→ Stated goal a
In the text on Spring and J2EE, how many verbose deployment descriptors do developers face for each EJB JAR file?

Spring enables you to enjoy the key benefits of J2EE, while minimizing the complexity
encountered by application code.
The essence of Spring is in providing enterprise services to Plain Old Java Objects
(POJOs). This is particularly valuable in a J2EE environment, but application code
delivered as POJOs is naturally reusable in a variety of runtime environments.


Lightweight Frameworks
Some parts of J2EE can properly be termed frameworks themselves. Among them, EJB amounts to a
framework because it provides a structure for application code, and defines a consistent way of accessing
services from the application server. However, the EJB framework is cumbersome to use and restrictive.
The work involved in implementing an EJB is excessive, given that the architects of J2EE expected that all
business logic in J2EE applications would be implemented in EJBs. Developers must cope with three to
four Java classes for each EJB; two verbose deployment descriptors for each EJB JAR file; and excessive
amounts of code for client access to EJBs and EJB access to their environment. The EJB component
model, up to and including EJB 2.1, fails to deliver on many of its goals, and fails to deliver a workable
structure for business logic in J2EE applications. The EJB Expert Group has finally realized this and is
attempting an overhaul of the EJB model in EJB 3.0, but we need a solution, right now, and Spring already
demonstrates a far superior one in most cases.
Not merely EJB, but the majority of frameworks in the early years of J2EE, proved to have problems of
their own. For example, Apache Avalon offered powerful configuration management and other services,
but never achieved widespread adoption, partly because of the learning curve it required, and because

application code needed to be aware of Avalon APIs.
Important A framework can only be as good as the programming model it provides. If a framework
imposes too many requirements on code using it, it creates lock-in and — even more
important — constrains developers in ways that may not be appropriate. The application
developer, rather than framework designer, often has a better understanding of how code
should be written.

→ Information supplied

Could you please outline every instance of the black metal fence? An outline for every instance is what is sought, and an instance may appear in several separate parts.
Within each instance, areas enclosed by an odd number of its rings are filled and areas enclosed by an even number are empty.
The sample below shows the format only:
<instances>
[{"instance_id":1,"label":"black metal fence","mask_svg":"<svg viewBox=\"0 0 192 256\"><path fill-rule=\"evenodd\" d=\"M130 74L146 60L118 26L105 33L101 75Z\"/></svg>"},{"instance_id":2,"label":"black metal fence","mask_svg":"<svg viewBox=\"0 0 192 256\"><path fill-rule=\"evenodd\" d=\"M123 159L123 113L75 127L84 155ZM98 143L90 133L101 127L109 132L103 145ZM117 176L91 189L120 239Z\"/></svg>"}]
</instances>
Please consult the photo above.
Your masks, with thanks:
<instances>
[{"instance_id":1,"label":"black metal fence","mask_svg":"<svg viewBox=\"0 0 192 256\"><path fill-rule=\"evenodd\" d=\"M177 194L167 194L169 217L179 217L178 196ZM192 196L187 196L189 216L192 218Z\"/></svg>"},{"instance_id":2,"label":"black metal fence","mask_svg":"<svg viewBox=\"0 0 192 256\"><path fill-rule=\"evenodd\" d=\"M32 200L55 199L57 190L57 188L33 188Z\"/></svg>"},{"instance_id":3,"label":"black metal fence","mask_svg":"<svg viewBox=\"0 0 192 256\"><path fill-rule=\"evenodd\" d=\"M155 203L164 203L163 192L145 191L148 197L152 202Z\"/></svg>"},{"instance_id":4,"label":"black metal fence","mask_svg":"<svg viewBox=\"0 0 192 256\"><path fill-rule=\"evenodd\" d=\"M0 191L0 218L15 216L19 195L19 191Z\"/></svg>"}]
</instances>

→ Stated goal b
Please state how many lines of the records contain the string "black". Case counts, and the reply should be the number alone.

→ Output a
Two.

→ Output b
3